== Задание ==
Перепишите отрывок текста о бабушке Маланье от «Бабушка Маланья, по» до «остановились у Маланьи.», заменив «Евдокию» на «Прасковью».

== Выбранный текст ==
################

Бабушка Маланья, по девичьей фамилии Воронина, имела до самой смерти подстать фамилии черные, как смоль, кудрявые волосы, в контраст, целые белоснежные зубы, жевала табак и была деспот. Но виной тому в большей степени был ее непутевый муж - прапрадед Михаил, который женившись на Маланье, дочери зажиточного торговца, получил (и "не за так") очень приличное приданое золотыми, большую часть которого он сразу же успел проиграть в карты. Оставшуюся часть Маланья успела утаить, и, что говорит о величине приданого, этой части хватило, чтобы купить тот самый крестовой дом и землю. Однако с тех пор Маланье все пришлось держать в своих руках.
Прадед Василий Михайлович разгульного нрава не имел, а имел нрав покладистый и матери был во всем опорой. Однажды прапрадед Савелий привез из своей деревни в село поститься и готовиться к причастию свою дочь Евдокию. На постой они остановились у Маланьи.

################

== Исходные строки ==

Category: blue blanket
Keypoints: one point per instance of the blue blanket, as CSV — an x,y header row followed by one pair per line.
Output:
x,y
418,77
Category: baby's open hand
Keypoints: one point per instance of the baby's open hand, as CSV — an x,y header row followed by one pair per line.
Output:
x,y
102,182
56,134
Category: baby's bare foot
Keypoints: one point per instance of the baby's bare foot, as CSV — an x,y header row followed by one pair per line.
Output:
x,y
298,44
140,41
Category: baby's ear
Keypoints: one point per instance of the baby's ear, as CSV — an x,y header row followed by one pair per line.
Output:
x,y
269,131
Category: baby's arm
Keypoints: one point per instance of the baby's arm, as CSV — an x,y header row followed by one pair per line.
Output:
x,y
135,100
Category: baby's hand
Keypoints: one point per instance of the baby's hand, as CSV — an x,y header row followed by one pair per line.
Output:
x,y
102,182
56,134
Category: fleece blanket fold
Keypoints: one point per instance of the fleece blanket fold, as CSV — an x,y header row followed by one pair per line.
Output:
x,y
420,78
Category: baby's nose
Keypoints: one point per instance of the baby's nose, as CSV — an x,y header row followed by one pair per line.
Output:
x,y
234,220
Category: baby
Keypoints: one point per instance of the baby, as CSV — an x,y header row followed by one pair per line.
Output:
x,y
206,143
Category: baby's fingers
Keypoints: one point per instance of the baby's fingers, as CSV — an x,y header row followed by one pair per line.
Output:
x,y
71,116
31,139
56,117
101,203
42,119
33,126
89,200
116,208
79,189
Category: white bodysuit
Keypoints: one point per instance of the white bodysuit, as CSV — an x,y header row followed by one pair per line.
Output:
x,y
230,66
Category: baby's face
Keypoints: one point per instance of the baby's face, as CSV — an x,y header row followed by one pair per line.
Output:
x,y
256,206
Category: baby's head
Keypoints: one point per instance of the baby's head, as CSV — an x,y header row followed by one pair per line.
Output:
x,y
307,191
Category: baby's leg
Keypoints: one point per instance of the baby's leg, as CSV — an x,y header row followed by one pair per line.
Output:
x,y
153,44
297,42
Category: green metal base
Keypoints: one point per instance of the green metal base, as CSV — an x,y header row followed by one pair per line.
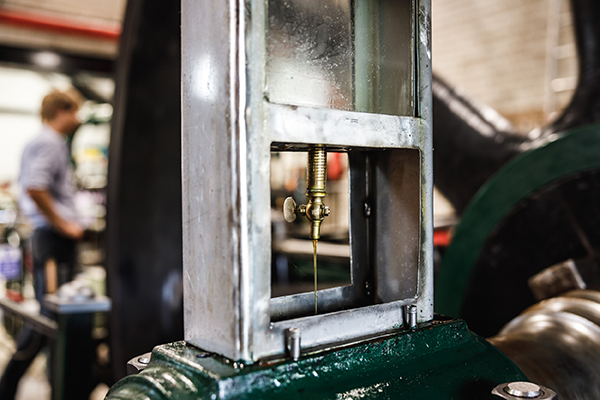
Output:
x,y
439,360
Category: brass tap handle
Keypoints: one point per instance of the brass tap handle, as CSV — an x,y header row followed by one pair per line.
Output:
x,y
316,177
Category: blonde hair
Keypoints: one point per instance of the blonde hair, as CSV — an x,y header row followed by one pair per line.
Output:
x,y
56,101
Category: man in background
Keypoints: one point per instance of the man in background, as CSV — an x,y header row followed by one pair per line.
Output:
x,y
47,199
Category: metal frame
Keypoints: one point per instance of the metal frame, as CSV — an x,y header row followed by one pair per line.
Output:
x,y
228,131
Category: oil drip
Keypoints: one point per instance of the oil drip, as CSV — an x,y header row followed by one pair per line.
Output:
x,y
315,271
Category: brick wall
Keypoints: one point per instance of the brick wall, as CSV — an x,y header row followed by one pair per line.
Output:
x,y
496,50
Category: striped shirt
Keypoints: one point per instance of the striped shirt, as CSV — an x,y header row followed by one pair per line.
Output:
x,y
45,165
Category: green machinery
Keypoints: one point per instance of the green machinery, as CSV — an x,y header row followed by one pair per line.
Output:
x,y
348,76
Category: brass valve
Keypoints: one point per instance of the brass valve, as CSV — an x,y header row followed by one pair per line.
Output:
x,y
315,210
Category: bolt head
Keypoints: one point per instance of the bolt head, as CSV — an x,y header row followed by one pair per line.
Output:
x,y
526,390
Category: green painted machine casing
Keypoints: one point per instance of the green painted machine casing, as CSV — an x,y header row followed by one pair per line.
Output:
x,y
438,360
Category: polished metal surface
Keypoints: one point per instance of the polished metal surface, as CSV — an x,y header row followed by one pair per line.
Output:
x,y
229,130
556,343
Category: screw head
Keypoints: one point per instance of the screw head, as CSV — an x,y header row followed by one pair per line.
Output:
x,y
526,390
289,209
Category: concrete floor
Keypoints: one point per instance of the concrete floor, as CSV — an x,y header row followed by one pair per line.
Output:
x,y
34,385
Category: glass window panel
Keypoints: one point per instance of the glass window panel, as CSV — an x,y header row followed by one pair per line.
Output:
x,y
352,55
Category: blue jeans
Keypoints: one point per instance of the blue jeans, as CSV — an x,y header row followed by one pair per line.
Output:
x,y
45,244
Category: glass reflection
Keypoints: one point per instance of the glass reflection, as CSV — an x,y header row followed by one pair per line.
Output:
x,y
352,55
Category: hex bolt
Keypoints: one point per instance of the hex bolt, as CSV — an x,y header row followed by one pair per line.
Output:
x,y
138,364
293,343
412,316
523,390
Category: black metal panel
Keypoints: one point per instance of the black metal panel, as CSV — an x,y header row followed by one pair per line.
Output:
x,y
470,143
144,260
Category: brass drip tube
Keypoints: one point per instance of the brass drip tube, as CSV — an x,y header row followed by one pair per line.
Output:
x,y
316,178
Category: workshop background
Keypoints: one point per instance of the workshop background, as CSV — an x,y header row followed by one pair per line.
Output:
x,y
517,57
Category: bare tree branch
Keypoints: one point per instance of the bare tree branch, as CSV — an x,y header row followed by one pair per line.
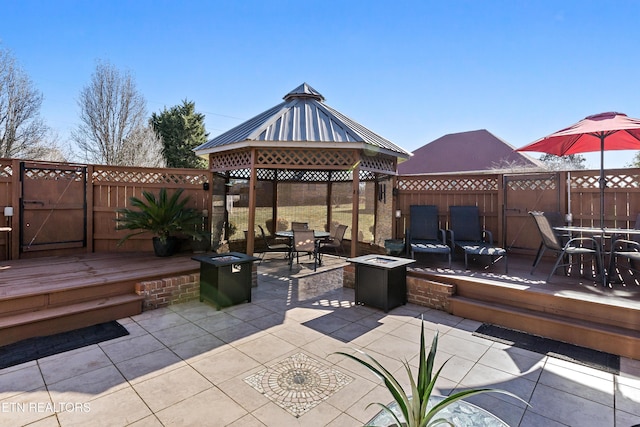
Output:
x,y
114,121
21,127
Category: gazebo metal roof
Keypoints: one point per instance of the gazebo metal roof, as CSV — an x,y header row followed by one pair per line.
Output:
x,y
302,140
302,120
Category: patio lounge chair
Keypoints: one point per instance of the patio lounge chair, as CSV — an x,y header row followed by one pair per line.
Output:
x,y
466,233
272,246
424,234
574,246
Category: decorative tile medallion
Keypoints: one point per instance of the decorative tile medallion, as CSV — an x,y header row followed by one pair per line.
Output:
x,y
298,383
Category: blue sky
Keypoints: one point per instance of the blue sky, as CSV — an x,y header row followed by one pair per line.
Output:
x,y
411,71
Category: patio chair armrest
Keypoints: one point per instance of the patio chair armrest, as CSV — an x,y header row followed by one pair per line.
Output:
x,y
451,239
628,244
488,234
596,246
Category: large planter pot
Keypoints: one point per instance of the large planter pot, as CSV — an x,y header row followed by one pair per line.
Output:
x,y
462,412
167,248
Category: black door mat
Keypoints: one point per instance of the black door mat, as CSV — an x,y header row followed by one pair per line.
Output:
x,y
585,356
36,348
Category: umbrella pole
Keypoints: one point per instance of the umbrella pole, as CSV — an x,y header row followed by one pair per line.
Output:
x,y
603,181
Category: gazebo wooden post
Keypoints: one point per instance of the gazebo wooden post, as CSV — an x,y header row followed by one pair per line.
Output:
x,y
329,197
274,203
355,210
251,220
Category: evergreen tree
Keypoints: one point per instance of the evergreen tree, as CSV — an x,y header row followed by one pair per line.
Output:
x,y
569,162
181,130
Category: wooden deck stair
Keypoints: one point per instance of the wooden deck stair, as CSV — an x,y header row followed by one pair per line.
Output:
x,y
44,296
587,320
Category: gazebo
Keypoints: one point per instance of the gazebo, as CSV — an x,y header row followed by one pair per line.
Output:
x,y
301,140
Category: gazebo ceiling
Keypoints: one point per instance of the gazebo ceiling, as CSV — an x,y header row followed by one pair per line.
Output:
x,y
303,120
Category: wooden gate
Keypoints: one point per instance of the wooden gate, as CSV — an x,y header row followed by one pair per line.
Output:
x,y
54,207
525,193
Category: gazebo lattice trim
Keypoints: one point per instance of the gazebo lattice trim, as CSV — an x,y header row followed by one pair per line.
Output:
x,y
149,177
302,165
448,184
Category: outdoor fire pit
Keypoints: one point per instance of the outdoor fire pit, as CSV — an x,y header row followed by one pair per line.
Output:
x,y
381,280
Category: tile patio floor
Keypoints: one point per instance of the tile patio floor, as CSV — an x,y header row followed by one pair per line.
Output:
x,y
190,365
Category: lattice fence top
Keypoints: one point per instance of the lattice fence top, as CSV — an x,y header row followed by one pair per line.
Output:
x,y
149,177
528,184
52,174
449,184
6,171
619,180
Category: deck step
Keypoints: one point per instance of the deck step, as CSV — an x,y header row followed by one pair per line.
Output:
x,y
616,340
50,321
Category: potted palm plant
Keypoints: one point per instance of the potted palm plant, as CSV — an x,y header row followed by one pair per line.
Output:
x,y
414,409
165,217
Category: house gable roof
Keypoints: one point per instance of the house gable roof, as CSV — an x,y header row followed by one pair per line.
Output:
x,y
476,150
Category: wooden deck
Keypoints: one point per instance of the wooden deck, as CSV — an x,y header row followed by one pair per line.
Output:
x,y
572,309
43,296
49,295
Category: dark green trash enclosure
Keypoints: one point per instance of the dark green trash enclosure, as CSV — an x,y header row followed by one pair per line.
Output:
x,y
225,279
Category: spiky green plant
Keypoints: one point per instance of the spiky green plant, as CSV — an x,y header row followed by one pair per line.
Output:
x,y
162,216
413,405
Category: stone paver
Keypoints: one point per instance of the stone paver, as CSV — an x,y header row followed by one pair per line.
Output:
x,y
191,364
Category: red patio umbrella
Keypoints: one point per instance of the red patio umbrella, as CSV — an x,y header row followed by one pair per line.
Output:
x,y
600,132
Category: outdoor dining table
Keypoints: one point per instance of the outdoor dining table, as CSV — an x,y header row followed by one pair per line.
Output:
x,y
604,234
319,235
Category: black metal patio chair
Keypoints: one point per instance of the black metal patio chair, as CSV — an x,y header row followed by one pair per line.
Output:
x,y
574,247
334,242
271,246
304,241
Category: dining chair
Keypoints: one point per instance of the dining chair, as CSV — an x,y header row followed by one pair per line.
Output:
x,y
271,246
624,249
334,242
304,241
575,246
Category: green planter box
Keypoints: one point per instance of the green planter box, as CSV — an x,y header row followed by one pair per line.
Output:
x,y
225,279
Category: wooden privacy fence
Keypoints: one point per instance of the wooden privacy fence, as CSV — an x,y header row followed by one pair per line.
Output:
x,y
61,208
504,200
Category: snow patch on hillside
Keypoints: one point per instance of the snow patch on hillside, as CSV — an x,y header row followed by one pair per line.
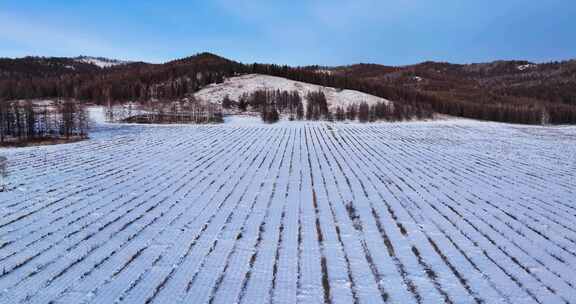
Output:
x,y
101,62
236,86
525,67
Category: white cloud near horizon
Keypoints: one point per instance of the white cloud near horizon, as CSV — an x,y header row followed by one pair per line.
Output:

################

== Правильный ответ ==
Бабушка Маланья, по девичьей фамилии Воронина, имела до самой смерти подстать фамилии черные, как смоль, кудрявые волосы, в контраст, целые белоснежные зубы, жевала табак и была деспот. Но виной тому в большей степени был ее непутевый муж - прапрадед Михаил, который женившись на Маланье, дочери зажиточного торговца, получил (и "не за так") очень приличное приданое золотыми, большую часть которого он сразу же успел проиграть в карты. Оставшуюся часть Маланья успела утаить, и, что говорит о величине приданого, этой части хватило, чтобы купить тот самый крестовой дом и землю. Однако с тех пор Маланье все пришлось держать в своих руках.
Прадед Василий Михайлович разгульного нрава не имел, а имел нрав покладистый и матери был во всем опорой. Однажды прапрадед Савелий привез из своей деревни в село поститься и готовиться к причастию свою дочь Прасковью. На постой они остановились у Маланьи.